Source material
▼▼▼
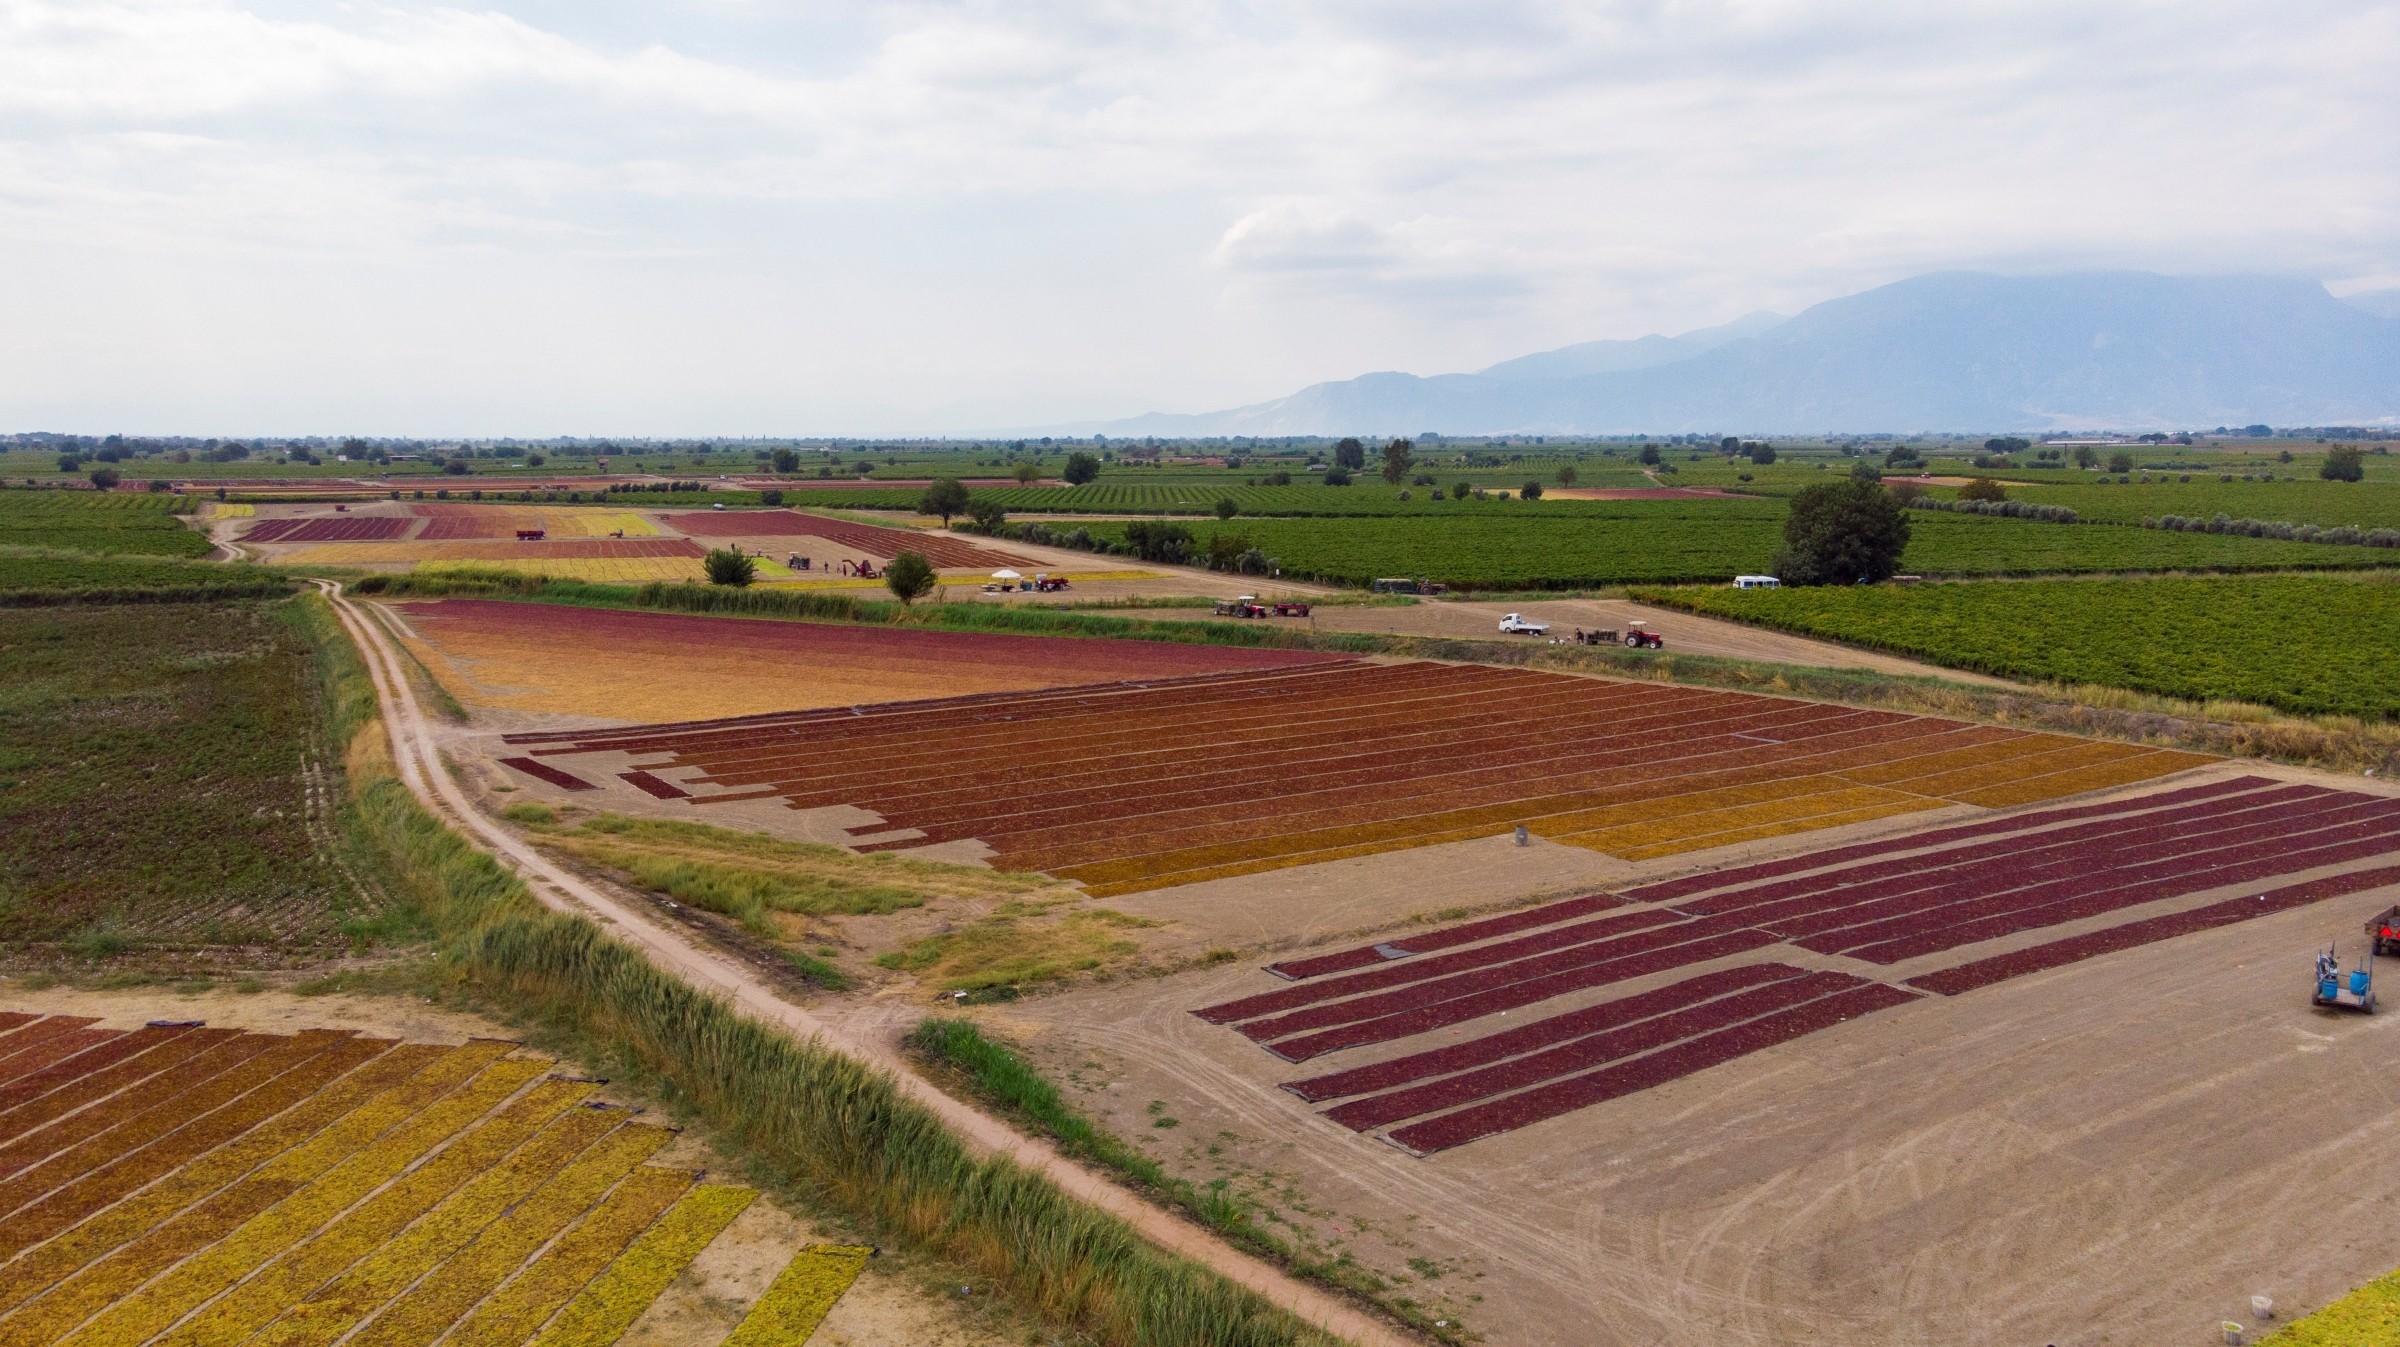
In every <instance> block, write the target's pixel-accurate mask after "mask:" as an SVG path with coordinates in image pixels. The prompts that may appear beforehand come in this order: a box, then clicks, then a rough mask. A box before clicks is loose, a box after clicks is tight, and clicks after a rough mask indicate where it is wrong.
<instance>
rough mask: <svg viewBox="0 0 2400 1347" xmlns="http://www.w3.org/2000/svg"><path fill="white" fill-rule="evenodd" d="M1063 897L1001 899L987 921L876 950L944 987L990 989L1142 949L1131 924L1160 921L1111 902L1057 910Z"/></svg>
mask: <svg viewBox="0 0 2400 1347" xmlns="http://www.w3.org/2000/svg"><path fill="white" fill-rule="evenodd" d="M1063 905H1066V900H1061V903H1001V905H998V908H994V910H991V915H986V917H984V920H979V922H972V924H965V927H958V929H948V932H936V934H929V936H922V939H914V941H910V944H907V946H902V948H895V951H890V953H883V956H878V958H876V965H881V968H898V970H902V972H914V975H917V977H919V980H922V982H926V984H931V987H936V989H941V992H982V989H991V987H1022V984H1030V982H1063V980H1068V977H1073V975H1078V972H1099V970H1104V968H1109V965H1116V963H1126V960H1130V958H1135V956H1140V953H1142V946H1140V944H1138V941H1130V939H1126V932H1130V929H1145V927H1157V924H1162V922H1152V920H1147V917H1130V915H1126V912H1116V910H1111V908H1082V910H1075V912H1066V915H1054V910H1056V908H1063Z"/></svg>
▲▲▲
▼▼▼
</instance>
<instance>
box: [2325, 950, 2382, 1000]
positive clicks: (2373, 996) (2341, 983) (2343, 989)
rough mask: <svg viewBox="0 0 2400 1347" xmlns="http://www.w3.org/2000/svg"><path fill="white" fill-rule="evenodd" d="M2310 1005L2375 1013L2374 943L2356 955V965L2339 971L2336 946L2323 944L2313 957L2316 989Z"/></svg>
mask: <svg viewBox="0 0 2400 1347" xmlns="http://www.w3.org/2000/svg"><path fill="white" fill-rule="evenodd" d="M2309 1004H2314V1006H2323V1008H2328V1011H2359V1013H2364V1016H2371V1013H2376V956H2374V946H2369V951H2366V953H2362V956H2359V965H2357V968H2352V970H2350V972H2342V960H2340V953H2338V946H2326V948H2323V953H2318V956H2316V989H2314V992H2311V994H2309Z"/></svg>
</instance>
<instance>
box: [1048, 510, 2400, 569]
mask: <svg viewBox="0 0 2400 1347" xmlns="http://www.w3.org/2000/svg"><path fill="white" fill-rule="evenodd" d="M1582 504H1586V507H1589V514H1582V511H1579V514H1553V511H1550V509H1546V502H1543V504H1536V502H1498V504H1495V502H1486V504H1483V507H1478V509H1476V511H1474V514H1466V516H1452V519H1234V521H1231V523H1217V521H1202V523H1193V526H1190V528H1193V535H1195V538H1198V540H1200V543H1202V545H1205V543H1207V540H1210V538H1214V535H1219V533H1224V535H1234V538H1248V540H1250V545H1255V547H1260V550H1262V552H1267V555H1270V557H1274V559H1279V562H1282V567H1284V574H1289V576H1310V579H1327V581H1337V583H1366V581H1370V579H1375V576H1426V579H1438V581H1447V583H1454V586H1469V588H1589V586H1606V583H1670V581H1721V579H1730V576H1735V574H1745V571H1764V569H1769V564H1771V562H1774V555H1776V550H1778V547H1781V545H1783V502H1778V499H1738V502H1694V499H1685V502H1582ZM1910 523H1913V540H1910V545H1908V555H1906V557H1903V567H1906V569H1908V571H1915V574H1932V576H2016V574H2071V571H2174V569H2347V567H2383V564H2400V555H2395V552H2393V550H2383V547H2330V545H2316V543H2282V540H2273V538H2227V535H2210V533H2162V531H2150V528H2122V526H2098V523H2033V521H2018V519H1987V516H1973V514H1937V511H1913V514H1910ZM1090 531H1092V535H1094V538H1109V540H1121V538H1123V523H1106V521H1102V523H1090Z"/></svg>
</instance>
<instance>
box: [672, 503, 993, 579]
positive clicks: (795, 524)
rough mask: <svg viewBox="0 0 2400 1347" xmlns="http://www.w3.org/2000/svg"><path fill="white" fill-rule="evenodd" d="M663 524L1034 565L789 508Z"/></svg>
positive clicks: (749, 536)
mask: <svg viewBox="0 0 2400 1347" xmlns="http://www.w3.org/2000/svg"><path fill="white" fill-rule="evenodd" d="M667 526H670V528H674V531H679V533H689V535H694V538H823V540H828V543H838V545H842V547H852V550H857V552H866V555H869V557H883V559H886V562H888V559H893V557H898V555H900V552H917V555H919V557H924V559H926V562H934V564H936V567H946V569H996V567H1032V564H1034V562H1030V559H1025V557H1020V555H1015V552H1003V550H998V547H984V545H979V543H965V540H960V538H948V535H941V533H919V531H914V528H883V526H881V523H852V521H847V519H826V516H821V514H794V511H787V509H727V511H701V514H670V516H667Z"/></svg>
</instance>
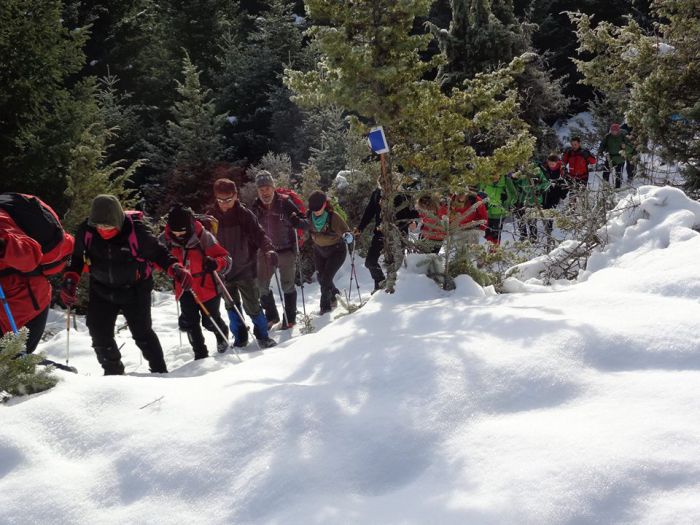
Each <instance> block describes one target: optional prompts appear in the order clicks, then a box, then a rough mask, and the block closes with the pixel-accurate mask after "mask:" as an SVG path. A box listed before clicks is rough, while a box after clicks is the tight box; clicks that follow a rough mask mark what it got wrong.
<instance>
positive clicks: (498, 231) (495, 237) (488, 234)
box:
▲▲▲
▼▼▼
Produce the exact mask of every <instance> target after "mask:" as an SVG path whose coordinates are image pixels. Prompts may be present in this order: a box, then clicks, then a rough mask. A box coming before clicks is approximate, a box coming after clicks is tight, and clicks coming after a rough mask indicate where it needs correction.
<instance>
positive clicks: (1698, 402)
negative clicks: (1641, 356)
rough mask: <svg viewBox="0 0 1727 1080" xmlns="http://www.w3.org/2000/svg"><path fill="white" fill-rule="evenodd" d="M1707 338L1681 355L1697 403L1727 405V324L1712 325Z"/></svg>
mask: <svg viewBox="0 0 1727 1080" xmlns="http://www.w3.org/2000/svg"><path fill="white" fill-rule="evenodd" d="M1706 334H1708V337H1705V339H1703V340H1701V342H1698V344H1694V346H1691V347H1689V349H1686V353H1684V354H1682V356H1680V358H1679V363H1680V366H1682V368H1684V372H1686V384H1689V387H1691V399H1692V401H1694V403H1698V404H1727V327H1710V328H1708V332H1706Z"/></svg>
▲▲▲
What to work on
Using only the entries above, output the line with "Produce the exact", the line with "negative clicks: (1641, 356)", and all lines between them, exactly as they stand.

Answer
Produce the exact mask of every <instance> target after "mask:" as an SVG path whose coordinates are image pixels. Prompts may be present in this order: a box, then clicks, then a rough mask. A box coming before clicks is approximate, a box coming after clicks is tight, and clicks coming after a rough mask indicate where it needs correction.
<instance>
positive clicks: (1698, 402)
negative clicks: (1641, 356)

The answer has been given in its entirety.